Stated exercise
Print every row below word for word, but leave out the pictures.

Entries supplied

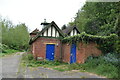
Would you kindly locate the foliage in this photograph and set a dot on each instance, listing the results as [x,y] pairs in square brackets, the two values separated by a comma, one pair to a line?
[107,65]
[106,43]
[97,20]
[14,36]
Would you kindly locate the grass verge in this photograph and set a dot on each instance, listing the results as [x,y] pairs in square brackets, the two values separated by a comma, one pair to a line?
[97,65]
[8,52]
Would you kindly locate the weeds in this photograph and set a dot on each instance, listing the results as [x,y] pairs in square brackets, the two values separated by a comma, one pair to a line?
[99,65]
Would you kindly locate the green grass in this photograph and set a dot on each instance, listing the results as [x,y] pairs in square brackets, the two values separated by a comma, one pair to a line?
[8,52]
[97,65]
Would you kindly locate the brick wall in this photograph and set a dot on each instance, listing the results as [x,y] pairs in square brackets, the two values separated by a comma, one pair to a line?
[82,52]
[39,47]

Full answer
Would you kindly locate the foliage in this photograph and set a dot on each instance, listing the results as [x,y] pairs in square brackets, the two values separated by a comma, one pair to a line?
[107,65]
[106,43]
[97,20]
[14,36]
Would you kindly locate the grass verge in this photograph and set a dot on each instance, listing the results as [x,y] pairs in square brackets, the two values separated by a comma, one pair to a line?
[97,65]
[8,52]
Would you kindly locate the weeds in this photograph and set a dot on each instance, listing the results as [x,y] pairs in square brackets, the two values separated by a comma, one pair to a line?
[99,65]
Would you kindly locate the green grass in this photograph and set a dot on each instance, listing the results as [x,y] pairs in square brackets, the two values separated by a comma, one pair to a line?
[8,52]
[97,65]
Would you kindly locate the brick wall in this photograph and set a dot on each instance, listing the results as [x,y] pairs in square brackets, the two values separated by a comma, one pair to a line?
[82,52]
[39,47]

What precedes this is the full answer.